** Opening AVAILABLE DATA block **
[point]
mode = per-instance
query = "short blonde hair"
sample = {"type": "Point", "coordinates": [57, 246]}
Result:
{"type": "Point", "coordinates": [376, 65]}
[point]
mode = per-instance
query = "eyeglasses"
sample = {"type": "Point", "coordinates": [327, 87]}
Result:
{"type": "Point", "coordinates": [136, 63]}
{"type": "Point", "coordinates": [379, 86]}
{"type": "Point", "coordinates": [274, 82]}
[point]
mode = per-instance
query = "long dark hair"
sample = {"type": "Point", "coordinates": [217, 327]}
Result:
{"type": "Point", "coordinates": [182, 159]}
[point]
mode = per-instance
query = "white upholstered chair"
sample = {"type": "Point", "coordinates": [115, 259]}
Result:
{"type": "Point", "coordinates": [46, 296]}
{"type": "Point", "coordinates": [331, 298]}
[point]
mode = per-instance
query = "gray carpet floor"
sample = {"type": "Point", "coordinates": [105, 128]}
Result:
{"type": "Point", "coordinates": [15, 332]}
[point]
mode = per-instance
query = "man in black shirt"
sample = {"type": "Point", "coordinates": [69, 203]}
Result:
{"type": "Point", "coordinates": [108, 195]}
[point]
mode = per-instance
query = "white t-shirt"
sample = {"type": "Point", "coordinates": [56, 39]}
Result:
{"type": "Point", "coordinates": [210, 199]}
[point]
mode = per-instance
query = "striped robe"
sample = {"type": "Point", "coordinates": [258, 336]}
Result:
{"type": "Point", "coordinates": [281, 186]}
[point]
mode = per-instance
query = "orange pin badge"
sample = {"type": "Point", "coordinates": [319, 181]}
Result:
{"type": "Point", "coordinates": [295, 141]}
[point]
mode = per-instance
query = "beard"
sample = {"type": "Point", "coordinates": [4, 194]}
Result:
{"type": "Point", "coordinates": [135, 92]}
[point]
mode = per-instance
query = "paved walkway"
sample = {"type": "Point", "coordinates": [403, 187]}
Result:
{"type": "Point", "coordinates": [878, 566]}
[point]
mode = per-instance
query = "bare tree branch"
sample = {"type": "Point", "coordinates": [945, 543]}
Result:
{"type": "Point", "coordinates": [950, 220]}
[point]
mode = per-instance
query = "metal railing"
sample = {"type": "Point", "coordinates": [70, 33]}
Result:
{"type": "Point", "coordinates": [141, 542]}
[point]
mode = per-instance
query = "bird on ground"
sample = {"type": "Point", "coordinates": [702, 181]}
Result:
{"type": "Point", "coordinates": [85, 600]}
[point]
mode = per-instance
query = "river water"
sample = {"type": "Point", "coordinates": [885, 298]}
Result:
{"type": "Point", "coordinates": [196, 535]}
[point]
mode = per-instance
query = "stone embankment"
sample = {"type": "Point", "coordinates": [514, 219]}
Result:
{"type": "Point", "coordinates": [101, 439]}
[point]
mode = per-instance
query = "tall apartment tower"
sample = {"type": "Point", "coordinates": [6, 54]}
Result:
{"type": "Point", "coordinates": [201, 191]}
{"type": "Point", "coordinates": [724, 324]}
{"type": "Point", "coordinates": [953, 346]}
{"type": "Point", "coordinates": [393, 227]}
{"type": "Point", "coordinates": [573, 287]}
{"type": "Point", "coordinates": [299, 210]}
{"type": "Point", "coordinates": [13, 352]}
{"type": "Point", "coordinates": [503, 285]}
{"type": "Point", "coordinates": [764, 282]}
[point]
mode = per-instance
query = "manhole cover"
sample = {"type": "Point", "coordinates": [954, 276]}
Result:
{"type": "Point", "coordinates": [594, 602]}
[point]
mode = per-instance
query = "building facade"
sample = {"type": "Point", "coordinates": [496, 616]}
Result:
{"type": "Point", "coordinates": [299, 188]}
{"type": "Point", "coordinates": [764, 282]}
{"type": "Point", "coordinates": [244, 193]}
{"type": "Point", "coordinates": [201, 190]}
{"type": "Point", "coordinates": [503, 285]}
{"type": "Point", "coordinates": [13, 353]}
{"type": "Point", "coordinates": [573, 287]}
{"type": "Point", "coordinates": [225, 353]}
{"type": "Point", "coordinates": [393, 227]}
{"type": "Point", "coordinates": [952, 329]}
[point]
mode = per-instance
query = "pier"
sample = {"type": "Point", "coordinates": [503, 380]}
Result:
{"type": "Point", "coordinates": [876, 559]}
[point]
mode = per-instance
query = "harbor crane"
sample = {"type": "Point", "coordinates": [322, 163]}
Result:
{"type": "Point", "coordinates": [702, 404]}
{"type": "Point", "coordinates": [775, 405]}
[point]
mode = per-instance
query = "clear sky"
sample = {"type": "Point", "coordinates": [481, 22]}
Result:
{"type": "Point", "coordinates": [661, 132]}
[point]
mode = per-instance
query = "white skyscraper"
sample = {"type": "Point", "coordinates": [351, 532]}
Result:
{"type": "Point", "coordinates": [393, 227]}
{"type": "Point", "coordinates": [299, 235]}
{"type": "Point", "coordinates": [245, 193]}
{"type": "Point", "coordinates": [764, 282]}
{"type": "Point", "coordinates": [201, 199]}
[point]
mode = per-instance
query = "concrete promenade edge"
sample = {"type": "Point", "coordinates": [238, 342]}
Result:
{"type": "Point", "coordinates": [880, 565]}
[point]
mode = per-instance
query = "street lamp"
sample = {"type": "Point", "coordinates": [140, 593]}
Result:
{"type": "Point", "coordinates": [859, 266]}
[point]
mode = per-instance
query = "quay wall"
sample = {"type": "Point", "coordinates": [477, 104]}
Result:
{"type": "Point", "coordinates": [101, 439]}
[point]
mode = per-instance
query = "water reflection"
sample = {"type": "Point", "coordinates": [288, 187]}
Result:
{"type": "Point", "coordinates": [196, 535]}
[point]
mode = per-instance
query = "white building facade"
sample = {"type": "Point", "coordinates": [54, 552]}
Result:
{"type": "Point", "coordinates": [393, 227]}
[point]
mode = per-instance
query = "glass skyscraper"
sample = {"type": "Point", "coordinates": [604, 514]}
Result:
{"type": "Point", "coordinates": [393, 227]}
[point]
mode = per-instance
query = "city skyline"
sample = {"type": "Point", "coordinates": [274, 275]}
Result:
** Closing AVAILABLE DATA block **
**WORK INSTRUCTIONS:**
Nothing in the records may change. Print all of them.

**TASK ANSWER:**
[point]
mode = per-instance
query = "short blonde hair"
sample = {"type": "Point", "coordinates": [57, 246]}
Result:
{"type": "Point", "coordinates": [376, 65]}
[point]
mode = per-instance
query = "eyeglasses"
sample = {"type": "Point", "coordinates": [327, 87]}
Result:
{"type": "Point", "coordinates": [136, 63]}
{"type": "Point", "coordinates": [379, 86]}
{"type": "Point", "coordinates": [274, 82]}
[point]
mode = per-instance
query = "long dark hair"
sample = {"type": "Point", "coordinates": [217, 327]}
Result:
{"type": "Point", "coordinates": [182, 159]}
[point]
mode = per-instance
query = "white upholstered chair"
sample = {"type": "Point", "coordinates": [115, 259]}
Result:
{"type": "Point", "coordinates": [46, 296]}
{"type": "Point", "coordinates": [331, 298]}
[point]
mode = per-instance
query = "gray carpet floor"
sample = {"type": "Point", "coordinates": [105, 128]}
Result:
{"type": "Point", "coordinates": [15, 332]}
[point]
mode = per-instance
query = "man in black shirt"
sample = {"type": "Point", "coordinates": [69, 203]}
Result:
{"type": "Point", "coordinates": [108, 195]}
[point]
mode = per-instance
query = "white t-shirt"
sample = {"type": "Point", "coordinates": [56, 39]}
Result:
{"type": "Point", "coordinates": [210, 199]}
[point]
mode = per-instance
query = "striped robe"
sample = {"type": "Point", "coordinates": [258, 336]}
Result:
{"type": "Point", "coordinates": [281, 186]}
[point]
mode = per-instance
query = "orange pin badge"
sample = {"type": "Point", "coordinates": [319, 181]}
Result:
{"type": "Point", "coordinates": [295, 141]}
[point]
mode = per-instance
query = "beard"
sample = {"type": "Point", "coordinates": [4, 194]}
Result:
{"type": "Point", "coordinates": [135, 92]}
[point]
mode = per-instance
query = "paved walkway"
sample = {"type": "Point", "coordinates": [403, 187]}
Result:
{"type": "Point", "coordinates": [878, 566]}
[point]
mode = per-instance
query = "bare tree branch"
sample = {"type": "Point", "coordinates": [945, 543]}
Result:
{"type": "Point", "coordinates": [950, 220]}
[point]
mode = per-instance
query = "metal railing"
sample = {"type": "Point", "coordinates": [70, 33]}
Result:
{"type": "Point", "coordinates": [141, 542]}
[point]
mode = per-instance
query = "bird on ground"
sample = {"type": "Point", "coordinates": [702, 181]}
Result:
{"type": "Point", "coordinates": [85, 600]}
[point]
mode = per-instance
query = "river water"
sample = {"type": "Point", "coordinates": [885, 298]}
Result:
{"type": "Point", "coordinates": [196, 535]}
[point]
mode = per-instance
query = "stone embankment"
sample = {"type": "Point", "coordinates": [514, 219]}
Result:
{"type": "Point", "coordinates": [101, 439]}
[point]
mode = per-instance
query = "tall apartment tower"
sample = {"type": "Point", "coordinates": [6, 54]}
Result:
{"type": "Point", "coordinates": [201, 191]}
{"type": "Point", "coordinates": [724, 324]}
{"type": "Point", "coordinates": [953, 346]}
{"type": "Point", "coordinates": [393, 227]}
{"type": "Point", "coordinates": [573, 287]}
{"type": "Point", "coordinates": [299, 210]}
{"type": "Point", "coordinates": [13, 352]}
{"type": "Point", "coordinates": [503, 285]}
{"type": "Point", "coordinates": [764, 282]}
[point]
mode = per-instance
query = "manhole cover"
sample = {"type": "Point", "coordinates": [954, 276]}
Result:
{"type": "Point", "coordinates": [594, 602]}
[point]
mode = per-instance
query = "building facade"
sample = {"type": "Point", "coordinates": [496, 616]}
Result:
{"type": "Point", "coordinates": [299, 188]}
{"type": "Point", "coordinates": [764, 282]}
{"type": "Point", "coordinates": [244, 193]}
{"type": "Point", "coordinates": [201, 190]}
{"type": "Point", "coordinates": [503, 285]}
{"type": "Point", "coordinates": [13, 353]}
{"type": "Point", "coordinates": [573, 287]}
{"type": "Point", "coordinates": [225, 353]}
{"type": "Point", "coordinates": [393, 227]}
{"type": "Point", "coordinates": [952, 329]}
[point]
mode = per-instance
query = "pier"
sample = {"type": "Point", "coordinates": [503, 380]}
Result:
{"type": "Point", "coordinates": [876, 559]}
[point]
mode = per-instance
query = "harbor crane"
sample = {"type": "Point", "coordinates": [322, 163]}
Result:
{"type": "Point", "coordinates": [702, 404]}
{"type": "Point", "coordinates": [775, 405]}
[point]
mode = per-instance
query = "clear sky"
sample = {"type": "Point", "coordinates": [481, 22]}
Result:
{"type": "Point", "coordinates": [661, 132]}
[point]
mode = per-instance
query = "white skyscraper"
sample = {"type": "Point", "coordinates": [351, 532]}
Result:
{"type": "Point", "coordinates": [393, 227]}
{"type": "Point", "coordinates": [299, 235]}
{"type": "Point", "coordinates": [245, 193]}
{"type": "Point", "coordinates": [764, 282]}
{"type": "Point", "coordinates": [201, 199]}
[point]
mode = per-instance
query = "concrete promenade edge"
sample = {"type": "Point", "coordinates": [238, 342]}
Result:
{"type": "Point", "coordinates": [880, 565]}
[point]
mode = per-instance
query = "street lamp"
sample = {"type": "Point", "coordinates": [140, 593]}
Result:
{"type": "Point", "coordinates": [859, 266]}
[point]
mode = per-instance
query = "quay wall"
sample = {"type": "Point", "coordinates": [477, 104]}
Result:
{"type": "Point", "coordinates": [101, 439]}
[point]
mode = per-instance
query = "water reflection"
sample = {"type": "Point", "coordinates": [288, 187]}
Result:
{"type": "Point", "coordinates": [196, 535]}
[point]
mode = per-instance
query = "white building facade"
sample = {"type": "Point", "coordinates": [54, 552]}
Result:
{"type": "Point", "coordinates": [393, 227]}
[point]
mode = per-instance
query = "glass skyscraper"
sample = {"type": "Point", "coordinates": [604, 514]}
Result:
{"type": "Point", "coordinates": [393, 227]}
[point]
mode = per-instance
query = "city skyline"
sample = {"type": "Point", "coordinates": [274, 275]}
Result:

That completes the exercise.